--- EXTRACT PROVIDED ---
** begin **

Who Is the Sender? is the fifth studio album by English singer, pianist and songwriter Bill Fay, released by Dead Oceans in April 2015 by Dead Oceans. The second album track, "War Machine", was released in February 2015. The closing track, "I Hear You Calling (Studio Reunion)", was originally recorded for Fay's 1971 album Time of the Last Persecution.

Reception

At Metacritic, which assigns a normalised rating out of 100 to reviews from mainstream critics, Who Is the Sender? received an average score of 76, based on 13 reviews, indicating "generally favorable reviews". AllMusic reviewer Thom Jurek said that the album contains "simple, profound songs" that "embrace the totality of earthly experience in the presence of the Divine". Dave Simpson of the Guardian called the album "beautifully hymnal" and said that "throughout, [Fay's] craft and enduring fascination with music itself is rather humbling." Pitchfork Medias Grayson Currin said that it "moves [Fay] from the category of a curiosity who returned after a four-decade absence to make a third great album to someone perhaps capable of doing so in perpetuity." In a review for the New York Times, Ben Ratliff said that Fay "means well" but that the album was "a trudge, and strangely ponderous in its smallness."

** end **

--- AVAILABLE DATA ---
** begin **

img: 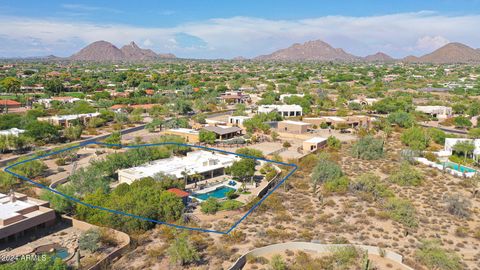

** end **

--- EXERCISE SET ---
**A)** In the passage on the album Who Is the Sender?, what average score did the album receive at Metacritic, and how many reviews was it based on?
**B)** Quote the passage on the album Who Is the Sender?, from "Who Is the Sender? is" up to and including "the Last Persecution.".

--- SOLUTIONS IN ORDER ---
**A)** An average score of 76, based on 13 reviews.

**B)**
Who Is the Sender? is the fifth studio album by English singer, pianist and songwriter Bill Fay, released by Dead Oceans in April 2015 by Dead Oceans. The second album track, "War Machine", was released in February 2015. The closing track, "I Hear You Calling (Studio Reunion)", was originally recorded for Fay's 1971 album Time of the Last Persecution.